Challenge. Pull out every line of the data below that contains the word "ferry".

Data listing.
######

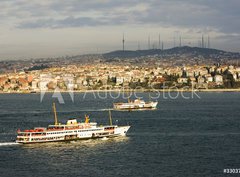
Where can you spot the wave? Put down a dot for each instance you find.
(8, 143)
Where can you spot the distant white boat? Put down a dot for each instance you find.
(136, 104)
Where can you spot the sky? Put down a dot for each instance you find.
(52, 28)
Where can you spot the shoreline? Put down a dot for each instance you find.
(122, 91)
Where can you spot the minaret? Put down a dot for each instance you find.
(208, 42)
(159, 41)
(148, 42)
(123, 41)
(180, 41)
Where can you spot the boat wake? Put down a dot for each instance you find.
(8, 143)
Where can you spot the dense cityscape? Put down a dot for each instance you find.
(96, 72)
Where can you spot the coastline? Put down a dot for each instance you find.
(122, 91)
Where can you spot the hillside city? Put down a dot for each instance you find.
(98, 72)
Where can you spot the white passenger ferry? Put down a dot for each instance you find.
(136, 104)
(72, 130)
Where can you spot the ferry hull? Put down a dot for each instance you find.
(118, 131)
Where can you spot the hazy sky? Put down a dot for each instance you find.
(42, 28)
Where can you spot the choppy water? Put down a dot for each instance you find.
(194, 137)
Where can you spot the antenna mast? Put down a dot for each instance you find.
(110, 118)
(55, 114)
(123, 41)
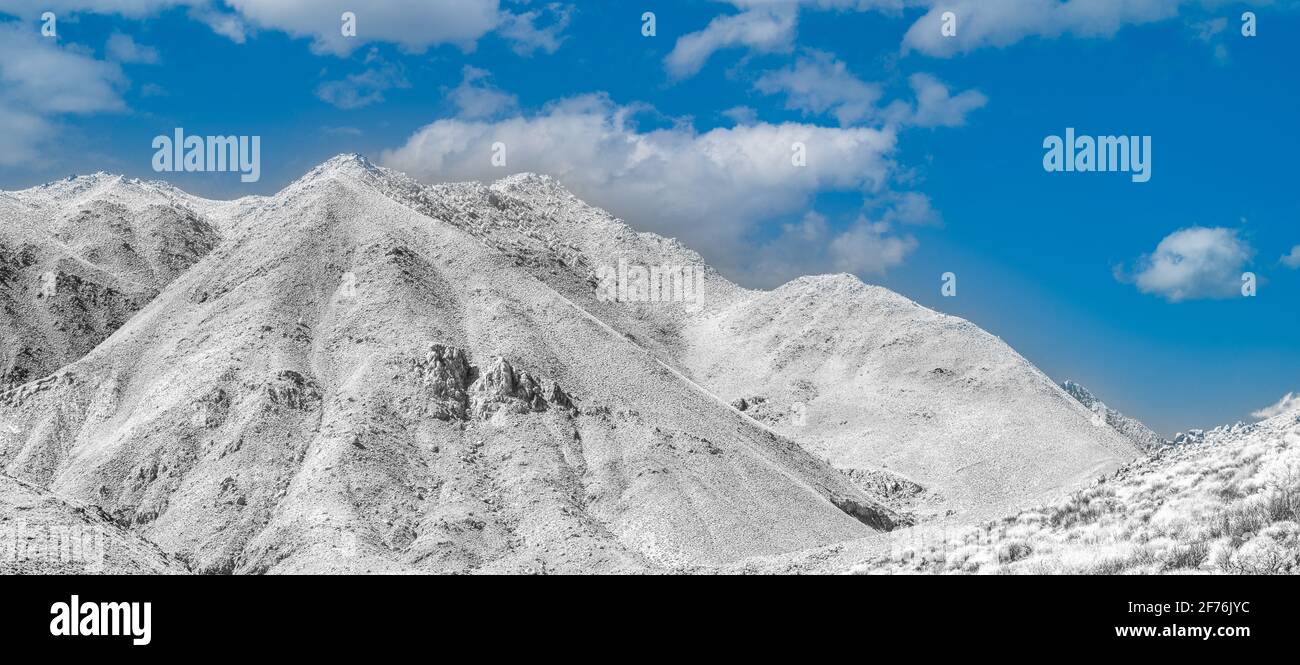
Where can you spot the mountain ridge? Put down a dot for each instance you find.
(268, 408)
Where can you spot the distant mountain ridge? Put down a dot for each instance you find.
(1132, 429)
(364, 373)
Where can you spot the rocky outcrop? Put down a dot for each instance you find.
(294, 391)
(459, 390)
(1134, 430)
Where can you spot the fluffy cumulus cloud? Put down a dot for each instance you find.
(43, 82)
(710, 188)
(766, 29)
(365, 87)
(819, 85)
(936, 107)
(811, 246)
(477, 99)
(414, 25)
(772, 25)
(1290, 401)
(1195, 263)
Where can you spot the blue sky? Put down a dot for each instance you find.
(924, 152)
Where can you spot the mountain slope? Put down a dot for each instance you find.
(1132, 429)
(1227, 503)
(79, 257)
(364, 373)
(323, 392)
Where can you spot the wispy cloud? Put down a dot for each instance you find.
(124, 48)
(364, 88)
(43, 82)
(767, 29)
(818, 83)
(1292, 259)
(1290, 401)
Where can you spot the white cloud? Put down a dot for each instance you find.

######

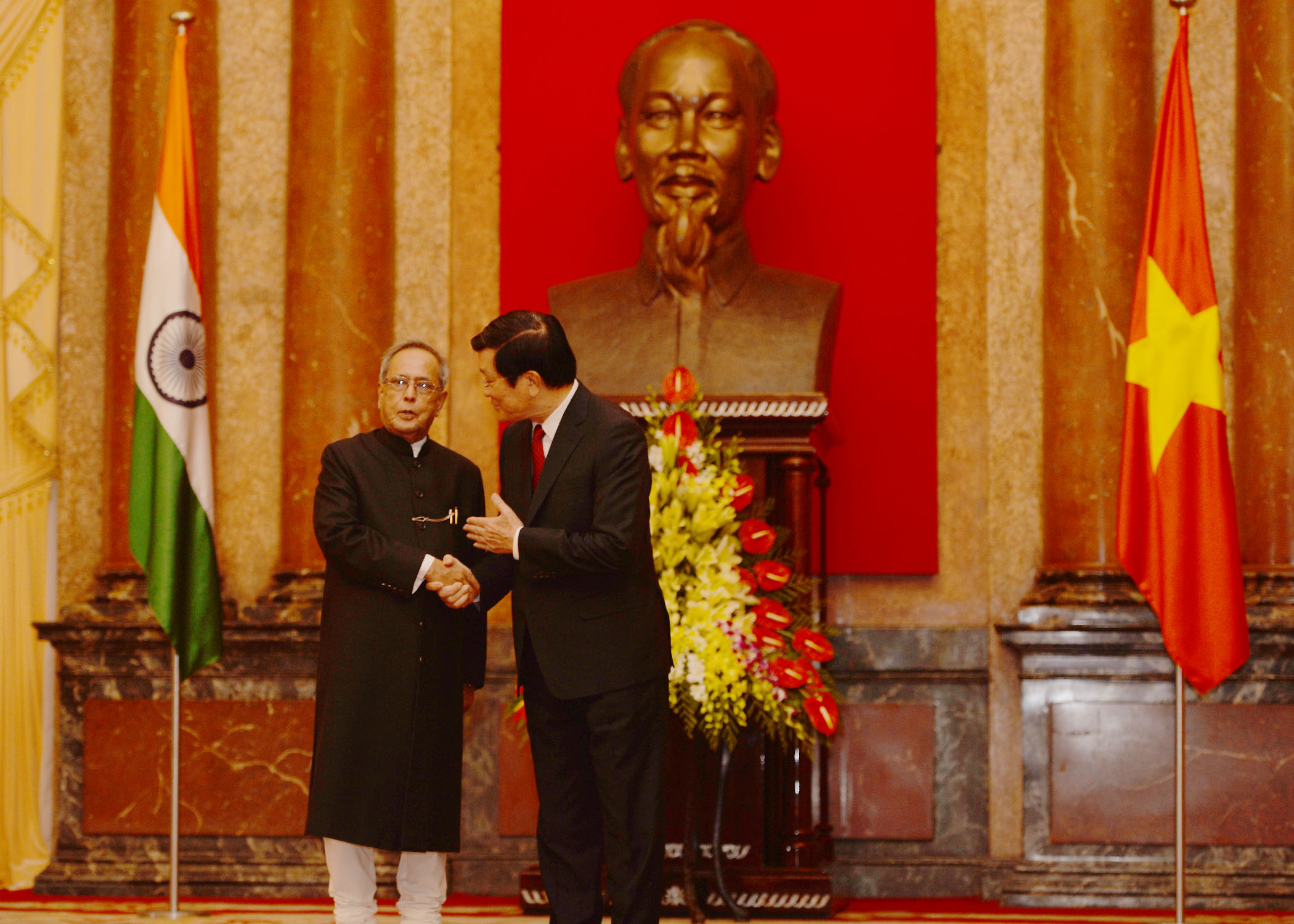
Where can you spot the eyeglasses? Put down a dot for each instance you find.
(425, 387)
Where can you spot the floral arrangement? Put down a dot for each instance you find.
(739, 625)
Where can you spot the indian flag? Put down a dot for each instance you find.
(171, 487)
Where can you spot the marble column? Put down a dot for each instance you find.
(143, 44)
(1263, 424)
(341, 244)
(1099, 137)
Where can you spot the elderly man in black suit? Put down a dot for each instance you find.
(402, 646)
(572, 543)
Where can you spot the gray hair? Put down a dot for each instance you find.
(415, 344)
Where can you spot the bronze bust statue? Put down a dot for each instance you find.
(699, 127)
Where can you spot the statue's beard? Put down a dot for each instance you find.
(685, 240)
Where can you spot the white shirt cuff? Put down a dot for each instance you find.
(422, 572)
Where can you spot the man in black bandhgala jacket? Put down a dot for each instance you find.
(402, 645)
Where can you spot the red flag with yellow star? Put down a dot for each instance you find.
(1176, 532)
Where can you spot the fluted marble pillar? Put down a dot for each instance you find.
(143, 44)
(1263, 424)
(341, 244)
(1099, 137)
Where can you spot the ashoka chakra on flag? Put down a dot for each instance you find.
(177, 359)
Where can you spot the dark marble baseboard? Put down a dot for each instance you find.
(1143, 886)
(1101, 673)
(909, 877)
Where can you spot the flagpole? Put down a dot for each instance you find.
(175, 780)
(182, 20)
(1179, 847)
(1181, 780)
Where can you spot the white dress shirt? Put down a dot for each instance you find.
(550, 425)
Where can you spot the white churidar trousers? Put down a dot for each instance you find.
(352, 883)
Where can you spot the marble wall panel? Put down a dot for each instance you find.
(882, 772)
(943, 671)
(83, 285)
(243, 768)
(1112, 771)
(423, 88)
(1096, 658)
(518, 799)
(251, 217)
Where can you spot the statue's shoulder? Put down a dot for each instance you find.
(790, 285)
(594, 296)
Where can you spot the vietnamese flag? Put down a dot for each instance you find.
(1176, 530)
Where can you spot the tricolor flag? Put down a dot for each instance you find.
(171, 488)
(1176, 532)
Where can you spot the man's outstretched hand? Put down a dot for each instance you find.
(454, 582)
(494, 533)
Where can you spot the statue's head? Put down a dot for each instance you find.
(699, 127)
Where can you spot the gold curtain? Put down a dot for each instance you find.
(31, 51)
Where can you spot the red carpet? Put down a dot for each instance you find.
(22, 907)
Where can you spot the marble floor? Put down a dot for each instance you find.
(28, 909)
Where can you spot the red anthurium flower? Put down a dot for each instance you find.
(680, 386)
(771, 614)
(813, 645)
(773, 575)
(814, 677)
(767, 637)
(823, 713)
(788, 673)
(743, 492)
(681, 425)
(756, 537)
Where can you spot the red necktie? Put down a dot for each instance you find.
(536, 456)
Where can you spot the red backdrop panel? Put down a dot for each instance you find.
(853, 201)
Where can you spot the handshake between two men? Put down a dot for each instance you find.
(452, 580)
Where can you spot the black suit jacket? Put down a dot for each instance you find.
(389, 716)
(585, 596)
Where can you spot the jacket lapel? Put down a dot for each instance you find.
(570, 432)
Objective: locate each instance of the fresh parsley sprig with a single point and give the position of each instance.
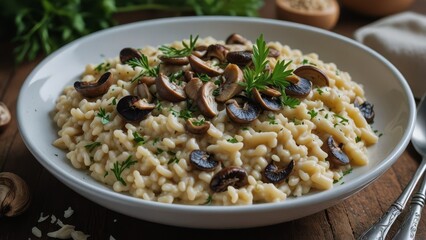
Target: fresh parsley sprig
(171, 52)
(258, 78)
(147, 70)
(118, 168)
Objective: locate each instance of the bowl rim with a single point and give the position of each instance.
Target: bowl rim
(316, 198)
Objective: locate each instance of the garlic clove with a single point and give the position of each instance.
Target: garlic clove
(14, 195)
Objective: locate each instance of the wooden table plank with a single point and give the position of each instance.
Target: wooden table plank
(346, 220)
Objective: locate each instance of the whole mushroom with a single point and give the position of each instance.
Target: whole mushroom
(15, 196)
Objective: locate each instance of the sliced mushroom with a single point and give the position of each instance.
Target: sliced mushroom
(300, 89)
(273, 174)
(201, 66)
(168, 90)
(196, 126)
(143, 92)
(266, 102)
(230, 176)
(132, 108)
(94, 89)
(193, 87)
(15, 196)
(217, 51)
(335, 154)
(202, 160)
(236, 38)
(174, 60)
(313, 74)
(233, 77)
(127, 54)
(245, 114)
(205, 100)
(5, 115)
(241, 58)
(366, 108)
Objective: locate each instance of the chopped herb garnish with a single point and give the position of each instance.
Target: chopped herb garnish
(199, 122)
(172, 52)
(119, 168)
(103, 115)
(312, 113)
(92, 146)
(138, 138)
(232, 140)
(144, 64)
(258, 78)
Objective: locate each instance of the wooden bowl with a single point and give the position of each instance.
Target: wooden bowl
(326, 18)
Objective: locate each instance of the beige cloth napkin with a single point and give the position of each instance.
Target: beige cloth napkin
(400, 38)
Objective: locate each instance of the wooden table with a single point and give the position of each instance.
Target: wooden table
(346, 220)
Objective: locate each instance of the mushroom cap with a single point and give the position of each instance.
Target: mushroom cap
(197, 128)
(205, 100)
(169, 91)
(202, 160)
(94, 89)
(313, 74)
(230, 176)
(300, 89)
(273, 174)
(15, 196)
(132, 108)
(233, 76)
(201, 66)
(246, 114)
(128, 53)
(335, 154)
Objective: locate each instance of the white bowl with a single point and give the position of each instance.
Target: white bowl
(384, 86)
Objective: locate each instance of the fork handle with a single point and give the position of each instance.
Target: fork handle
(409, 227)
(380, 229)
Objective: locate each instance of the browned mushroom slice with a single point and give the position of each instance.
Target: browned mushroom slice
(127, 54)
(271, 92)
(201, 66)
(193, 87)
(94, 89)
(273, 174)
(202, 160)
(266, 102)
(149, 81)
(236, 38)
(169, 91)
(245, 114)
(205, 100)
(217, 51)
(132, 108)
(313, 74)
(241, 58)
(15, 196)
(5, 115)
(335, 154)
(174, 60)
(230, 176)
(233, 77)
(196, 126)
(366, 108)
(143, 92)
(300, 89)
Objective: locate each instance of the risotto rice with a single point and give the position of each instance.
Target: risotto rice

######

Solution to the problem.
Where can you spot the white passenger ferry? Put down a dot for each instance you find.
Where can you spot the ferry hull? Put down a dot for each instance you find.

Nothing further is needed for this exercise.